WHAT YOU WILL DO: Resume the article about the safer bone marrow transplant method from the point where it stops, keeping its news-report style.

[[ PASSAGE TO READ open ]]

Researchers develop new method to make bone marrow transplants safer and more effective

A groundbreaking process developed by researchers based in the Roy Blunt NextGen Precision Health Building is offering new hope in the fight against blood cancers, such as lymphoma and leukemia.

A pair of researchers at the University of Missouri School of Medicine have developed a process for marking transplanted donor bone marrow cells so that the immune cells only attack cancerous cells but not healthy tissue. One of the reasons bone marrow transplants are often a last resort for patients with blood cancers is graft-versus-host disease (GVHD), a common occurrence where transplanted donor immune cells attack both malignant and healthy cells in the recipient.

"Our ability to biologically label these donor immune cells so that they will attack cancerous cells in the host and then stop themselves from attacking healthy tissue offers new hope that bone marrow transplants can be safer and more effective for patients," said co-lead researcher, Esma S. Yolcu, Ph.D., professor of Child Health and Molecular Microbiology and Immunology.

"The stem cells in bone marrow have tremendous potential to combat autoimmune diseases, such as type-1 diabetes and blood cancers, such as leukemia, lymphoma and multiple myeloma. It is critical to solve the puzzle of GVHD to unlock the full potential of bone marrow cell transplant treatment regimens."

Yolcu and Haval Shirwan, Ph.D., also a professor of Child Health and Molecular Microbiology and Immunology and associate director of the Immunomodulation and Regenerative Medicine Program at Ellis Fischel Cancer Center, developed the ProtEx platform technology to generate recombinant biologics that instruct immune cells to achieve a desired treatment outcome.

Engineered donor cells display on their surface instructions for the transplanted immune cells to attack only the cancerous cells and then self-destruct before attacking healthy tissue in the host, thus preventing GVHD.

[[ PASSAGE TO READ closed ]]
[[ EXERCISE DATA open ]]

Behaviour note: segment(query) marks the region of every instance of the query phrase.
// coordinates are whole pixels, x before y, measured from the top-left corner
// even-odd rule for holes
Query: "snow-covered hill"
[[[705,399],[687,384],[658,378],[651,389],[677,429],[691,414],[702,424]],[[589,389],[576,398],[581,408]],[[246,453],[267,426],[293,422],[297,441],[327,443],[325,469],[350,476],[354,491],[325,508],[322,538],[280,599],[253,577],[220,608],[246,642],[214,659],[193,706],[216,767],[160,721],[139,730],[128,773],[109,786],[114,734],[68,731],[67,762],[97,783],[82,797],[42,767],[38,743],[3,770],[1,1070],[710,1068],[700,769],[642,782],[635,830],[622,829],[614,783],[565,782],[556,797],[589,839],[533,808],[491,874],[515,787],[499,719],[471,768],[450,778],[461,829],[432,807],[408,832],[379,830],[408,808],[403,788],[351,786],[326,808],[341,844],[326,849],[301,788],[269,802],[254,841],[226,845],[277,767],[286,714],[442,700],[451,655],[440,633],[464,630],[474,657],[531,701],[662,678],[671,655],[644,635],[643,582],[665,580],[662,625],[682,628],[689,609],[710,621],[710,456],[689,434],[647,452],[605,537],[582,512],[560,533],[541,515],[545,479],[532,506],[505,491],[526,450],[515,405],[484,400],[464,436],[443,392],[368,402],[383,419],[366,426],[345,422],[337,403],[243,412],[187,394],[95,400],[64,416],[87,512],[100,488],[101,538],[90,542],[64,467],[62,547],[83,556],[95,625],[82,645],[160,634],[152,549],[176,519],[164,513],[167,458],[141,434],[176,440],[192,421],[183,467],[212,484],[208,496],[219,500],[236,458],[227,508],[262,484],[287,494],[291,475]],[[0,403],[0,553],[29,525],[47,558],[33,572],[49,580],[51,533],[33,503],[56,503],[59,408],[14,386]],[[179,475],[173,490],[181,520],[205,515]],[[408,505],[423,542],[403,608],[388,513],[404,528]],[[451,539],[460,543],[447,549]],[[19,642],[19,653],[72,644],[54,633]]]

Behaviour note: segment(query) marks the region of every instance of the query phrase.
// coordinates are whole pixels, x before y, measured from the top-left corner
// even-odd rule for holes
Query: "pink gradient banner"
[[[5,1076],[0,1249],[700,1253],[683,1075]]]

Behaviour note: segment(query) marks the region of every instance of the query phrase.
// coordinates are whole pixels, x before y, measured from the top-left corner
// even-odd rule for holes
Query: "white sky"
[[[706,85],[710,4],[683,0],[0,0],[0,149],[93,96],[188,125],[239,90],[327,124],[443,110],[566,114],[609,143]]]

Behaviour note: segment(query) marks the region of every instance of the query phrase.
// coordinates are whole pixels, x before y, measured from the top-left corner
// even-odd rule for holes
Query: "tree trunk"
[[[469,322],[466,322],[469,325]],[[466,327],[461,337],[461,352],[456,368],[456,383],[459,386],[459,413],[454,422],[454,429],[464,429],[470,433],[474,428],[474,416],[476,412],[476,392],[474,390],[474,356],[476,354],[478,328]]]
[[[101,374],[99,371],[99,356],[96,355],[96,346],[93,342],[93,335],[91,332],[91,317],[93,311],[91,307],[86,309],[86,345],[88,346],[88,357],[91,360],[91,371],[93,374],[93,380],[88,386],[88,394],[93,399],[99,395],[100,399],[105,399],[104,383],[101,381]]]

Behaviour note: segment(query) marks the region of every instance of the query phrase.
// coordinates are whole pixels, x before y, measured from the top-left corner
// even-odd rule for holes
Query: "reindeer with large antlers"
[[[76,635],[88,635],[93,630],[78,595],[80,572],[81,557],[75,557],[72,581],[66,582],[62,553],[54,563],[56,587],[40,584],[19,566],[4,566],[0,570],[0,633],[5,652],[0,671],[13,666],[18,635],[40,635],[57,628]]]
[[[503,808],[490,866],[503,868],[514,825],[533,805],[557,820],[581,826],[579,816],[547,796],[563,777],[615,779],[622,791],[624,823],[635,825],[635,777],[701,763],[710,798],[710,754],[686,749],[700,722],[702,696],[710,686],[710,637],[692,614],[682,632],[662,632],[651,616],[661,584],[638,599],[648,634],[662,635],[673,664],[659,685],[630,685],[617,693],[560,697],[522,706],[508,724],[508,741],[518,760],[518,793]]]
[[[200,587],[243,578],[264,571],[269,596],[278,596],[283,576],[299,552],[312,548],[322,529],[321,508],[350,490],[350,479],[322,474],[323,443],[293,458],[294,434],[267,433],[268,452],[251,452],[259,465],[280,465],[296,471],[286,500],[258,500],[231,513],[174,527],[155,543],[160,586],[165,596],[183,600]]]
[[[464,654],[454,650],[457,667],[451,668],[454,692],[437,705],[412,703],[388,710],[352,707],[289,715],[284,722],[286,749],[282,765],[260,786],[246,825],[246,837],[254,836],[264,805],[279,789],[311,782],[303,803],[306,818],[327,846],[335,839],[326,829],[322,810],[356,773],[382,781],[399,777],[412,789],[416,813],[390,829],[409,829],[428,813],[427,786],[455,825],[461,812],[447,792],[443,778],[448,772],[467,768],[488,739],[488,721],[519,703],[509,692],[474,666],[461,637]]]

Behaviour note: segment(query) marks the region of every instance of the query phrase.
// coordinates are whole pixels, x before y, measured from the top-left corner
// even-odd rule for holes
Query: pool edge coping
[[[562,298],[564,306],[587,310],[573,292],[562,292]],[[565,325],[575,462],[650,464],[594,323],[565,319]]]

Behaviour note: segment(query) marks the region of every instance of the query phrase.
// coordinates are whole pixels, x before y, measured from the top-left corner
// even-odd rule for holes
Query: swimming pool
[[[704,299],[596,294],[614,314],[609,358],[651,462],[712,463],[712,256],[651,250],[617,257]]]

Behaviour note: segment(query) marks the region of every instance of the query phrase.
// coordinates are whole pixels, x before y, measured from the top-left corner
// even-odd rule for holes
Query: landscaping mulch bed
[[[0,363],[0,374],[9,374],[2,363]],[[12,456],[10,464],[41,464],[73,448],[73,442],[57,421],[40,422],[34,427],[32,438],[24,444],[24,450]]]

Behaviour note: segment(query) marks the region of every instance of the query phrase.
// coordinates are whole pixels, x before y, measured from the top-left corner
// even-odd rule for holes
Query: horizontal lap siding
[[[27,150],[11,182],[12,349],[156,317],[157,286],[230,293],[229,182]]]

[[ EXERCISE DATA closed ]]

OUTPUT OF THE EXERCISE:
"This approach has significant potential as a treatment on its own or in combination with other clinical regimens to increase the efficacy of stem cell transplants," said Shirwan. "The process of engineering the donor cells is straightforward and efficient, making it suitable for clinical translation."

In their research to date, the ProtEx engineered immune cells have been effective in overcoming GVHD following transplantation in mice as well as in a humanized mouse model. Transplantation with the engineered cells was effective in preventing acute GVHD without a detectable negative impact on the recipient immune system. The concept is presently being pursued for testing in a large animal model of GVHD as a prelude to clinical translation for the treatment of hematological cancers.

Yolcu and Shirwan's research was recently published in Blood Advances, entitled "Engineering donor lymphocytes with Fas ligand protein effectively prevents acute graft-versus-host disease." The lead authors disclosed that they have a provisional patent on using SA-FasL-engineered cells as a prophylactic approach for acute GVHD.

The researchers also recently received a National Institutes of Health grant for their research at the Roy Blunt NextGen Precision Health Building on a treatment for type-1 diabetes that uses transplanted stem cells derived insulin producing cells to replace the need for regular insulin injections.